**TASK REQUIREMENTS**
Would you reproduce all of the entries below, character for character?

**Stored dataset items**
· · ·

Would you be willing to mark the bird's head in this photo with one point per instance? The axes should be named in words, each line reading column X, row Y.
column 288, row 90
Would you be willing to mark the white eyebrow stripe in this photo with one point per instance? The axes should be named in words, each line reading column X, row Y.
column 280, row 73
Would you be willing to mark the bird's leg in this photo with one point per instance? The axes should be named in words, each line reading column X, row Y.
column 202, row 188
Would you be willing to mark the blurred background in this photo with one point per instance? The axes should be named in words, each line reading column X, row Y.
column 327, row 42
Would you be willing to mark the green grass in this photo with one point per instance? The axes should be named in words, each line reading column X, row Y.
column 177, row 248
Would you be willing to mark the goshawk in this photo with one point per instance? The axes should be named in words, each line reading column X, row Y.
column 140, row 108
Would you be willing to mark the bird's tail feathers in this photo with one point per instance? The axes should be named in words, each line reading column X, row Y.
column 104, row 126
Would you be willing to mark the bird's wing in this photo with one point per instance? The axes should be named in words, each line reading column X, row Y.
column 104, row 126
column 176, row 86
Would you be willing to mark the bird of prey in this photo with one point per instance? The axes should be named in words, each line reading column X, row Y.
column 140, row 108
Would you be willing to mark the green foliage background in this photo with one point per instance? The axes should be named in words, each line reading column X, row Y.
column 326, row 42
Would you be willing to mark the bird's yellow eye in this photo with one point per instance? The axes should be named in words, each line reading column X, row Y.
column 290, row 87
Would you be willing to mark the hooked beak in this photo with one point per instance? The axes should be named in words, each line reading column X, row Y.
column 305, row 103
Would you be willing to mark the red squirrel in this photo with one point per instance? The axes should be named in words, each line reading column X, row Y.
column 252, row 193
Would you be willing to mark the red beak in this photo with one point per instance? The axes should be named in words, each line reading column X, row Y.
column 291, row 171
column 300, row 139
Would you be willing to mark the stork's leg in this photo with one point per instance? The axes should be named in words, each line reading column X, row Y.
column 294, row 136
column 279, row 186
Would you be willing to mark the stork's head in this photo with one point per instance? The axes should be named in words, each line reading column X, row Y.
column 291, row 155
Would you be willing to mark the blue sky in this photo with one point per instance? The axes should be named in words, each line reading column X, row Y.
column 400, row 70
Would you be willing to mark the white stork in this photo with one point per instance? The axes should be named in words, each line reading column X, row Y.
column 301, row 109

· · ·

**SOLVED PROBLEM**
Would you be willing to mark the bird's head in this photo with one point per instance? The axes should be named in words, each line reading column X, row Y.
column 288, row 90
Would you be willing to mark the white eyebrow stripe in this photo with one point per instance? The axes should be named in words, each line reading column X, row Y.
column 280, row 73
Would you be willing to mark the bird's leg in this photo with one point per instance? The axes should be named in words, each line reading column X, row Y.
column 202, row 188
Would you be willing to mark the blurred background in this photo with one point per instance? The axes should be named in words, each line reading column X, row Y.
column 327, row 42
Would you be willing to mark the green grass in this photo with one point per instance? The axes should be named in words, each line reading column X, row Y.
column 177, row 248
Would you be willing to mark the goshawk in this photo with one point per instance? The axes should be named in words, each line reading column X, row Y.
column 140, row 108
Would you be willing to mark the bird's tail feathers in this photo with one point per instance? The axes should be named in words, each line reading column X, row Y.
column 104, row 126
Would you be willing to mark the bird's wing in this photo with one point per instance? The axes should be named in words, each line reading column X, row Y.
column 104, row 126
column 176, row 86
Would you be willing to mark the bird of prey in this photo with one point per instance? The axes should be named in words, each line reading column X, row Y.
column 140, row 108
Would you be willing to mark the green foliage background in this photo with one point per instance? The axes should be named in words, each line reading column X, row Y.
column 326, row 42
Would you be willing to mark the bird's yellow eye in this photo with one point per instance? The axes should be named in words, each line reading column X, row Y.
column 290, row 87
Would you be willing to mark the hooked beak in this photo with one point per instance? The axes should be named in words, each line reading column X, row Y.
column 305, row 103
Would you be willing to mark the red squirrel in this photo with one point per instance? The axes should be named in words, each line reading column X, row Y.
column 252, row 193
Would you be willing to mark the red beak in this photo with one point per instance? The axes should be named in words, each line reading column X, row Y.
column 291, row 171
column 300, row 139
Would you be willing to mark the stork's leg in this photo with one point per instance? The axes should be named in words, each line reading column X, row Y.
column 294, row 136
column 279, row 186
Would you be willing to mark the stork's head in this photo with one point per instance? The axes should be named in words, each line reading column X, row Y.
column 291, row 155
Would you be willing to mark the blue sky in this photo with one point per instance? The axes should be named in words, each line reading column X, row Y.
column 400, row 70
Would you be willing to mark the white stork in this photo with one point per instance? The axes should be named in words, each line reading column X, row Y.
column 301, row 109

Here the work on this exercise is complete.